___ SUPPLIED MATERIAL ___
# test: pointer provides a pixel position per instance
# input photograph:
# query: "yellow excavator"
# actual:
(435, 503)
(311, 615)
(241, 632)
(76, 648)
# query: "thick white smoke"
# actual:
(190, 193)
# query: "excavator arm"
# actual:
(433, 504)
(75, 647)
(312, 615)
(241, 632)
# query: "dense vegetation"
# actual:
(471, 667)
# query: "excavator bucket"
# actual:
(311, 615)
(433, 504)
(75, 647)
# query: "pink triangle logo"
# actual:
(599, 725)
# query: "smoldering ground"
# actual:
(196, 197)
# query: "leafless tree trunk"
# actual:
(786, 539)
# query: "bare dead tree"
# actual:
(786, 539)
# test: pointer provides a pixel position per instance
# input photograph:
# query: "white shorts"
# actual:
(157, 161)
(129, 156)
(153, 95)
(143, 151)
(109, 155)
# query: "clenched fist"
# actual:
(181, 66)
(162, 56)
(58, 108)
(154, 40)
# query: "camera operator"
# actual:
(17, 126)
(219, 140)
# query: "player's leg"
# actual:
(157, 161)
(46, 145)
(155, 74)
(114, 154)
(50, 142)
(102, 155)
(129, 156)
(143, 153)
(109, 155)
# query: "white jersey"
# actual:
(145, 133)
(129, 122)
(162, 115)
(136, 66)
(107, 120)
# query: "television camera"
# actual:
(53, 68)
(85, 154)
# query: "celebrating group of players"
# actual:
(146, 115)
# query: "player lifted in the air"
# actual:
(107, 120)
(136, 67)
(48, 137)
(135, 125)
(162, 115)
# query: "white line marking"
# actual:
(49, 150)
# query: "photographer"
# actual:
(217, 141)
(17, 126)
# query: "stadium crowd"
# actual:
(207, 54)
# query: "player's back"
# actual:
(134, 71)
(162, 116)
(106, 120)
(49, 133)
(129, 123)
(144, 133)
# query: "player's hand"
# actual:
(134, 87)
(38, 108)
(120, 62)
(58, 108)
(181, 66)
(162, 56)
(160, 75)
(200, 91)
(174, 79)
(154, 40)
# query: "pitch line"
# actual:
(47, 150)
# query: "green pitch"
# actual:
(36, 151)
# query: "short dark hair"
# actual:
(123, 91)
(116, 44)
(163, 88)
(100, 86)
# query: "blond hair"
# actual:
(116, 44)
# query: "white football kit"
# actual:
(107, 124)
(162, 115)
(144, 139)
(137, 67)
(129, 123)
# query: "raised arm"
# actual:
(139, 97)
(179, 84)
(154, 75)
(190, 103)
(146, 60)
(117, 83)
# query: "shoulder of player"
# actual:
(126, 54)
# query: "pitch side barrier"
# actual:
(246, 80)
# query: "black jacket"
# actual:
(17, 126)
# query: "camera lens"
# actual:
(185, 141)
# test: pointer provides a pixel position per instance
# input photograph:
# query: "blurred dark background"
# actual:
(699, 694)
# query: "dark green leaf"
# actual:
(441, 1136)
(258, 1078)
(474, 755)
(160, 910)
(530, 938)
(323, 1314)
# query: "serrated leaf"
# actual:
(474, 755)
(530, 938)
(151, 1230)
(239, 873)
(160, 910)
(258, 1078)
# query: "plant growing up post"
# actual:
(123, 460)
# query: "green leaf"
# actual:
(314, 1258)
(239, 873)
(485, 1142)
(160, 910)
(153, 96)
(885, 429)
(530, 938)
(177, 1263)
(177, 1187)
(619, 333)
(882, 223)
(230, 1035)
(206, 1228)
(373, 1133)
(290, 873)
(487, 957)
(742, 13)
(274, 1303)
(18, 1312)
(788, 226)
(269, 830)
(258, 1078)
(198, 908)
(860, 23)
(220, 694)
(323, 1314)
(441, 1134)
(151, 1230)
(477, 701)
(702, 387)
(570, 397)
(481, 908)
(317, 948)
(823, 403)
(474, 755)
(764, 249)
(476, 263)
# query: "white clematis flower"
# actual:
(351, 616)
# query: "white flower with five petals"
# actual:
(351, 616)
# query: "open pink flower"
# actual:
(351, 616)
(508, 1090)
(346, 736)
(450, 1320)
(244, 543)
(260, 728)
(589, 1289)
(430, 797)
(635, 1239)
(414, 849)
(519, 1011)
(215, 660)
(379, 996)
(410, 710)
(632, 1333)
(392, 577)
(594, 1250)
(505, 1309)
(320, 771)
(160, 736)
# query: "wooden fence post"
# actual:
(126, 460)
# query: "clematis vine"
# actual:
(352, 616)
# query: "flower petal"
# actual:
___
- _INSTRUCTIONS TO FOLLOW_
The answer must consist of every line from the data that holds the string "pitch".

- _SOLUTION TO THE PROBLEM_
# query: "pitch line"
# query: "green pitch"
# query: "pitch side barrier"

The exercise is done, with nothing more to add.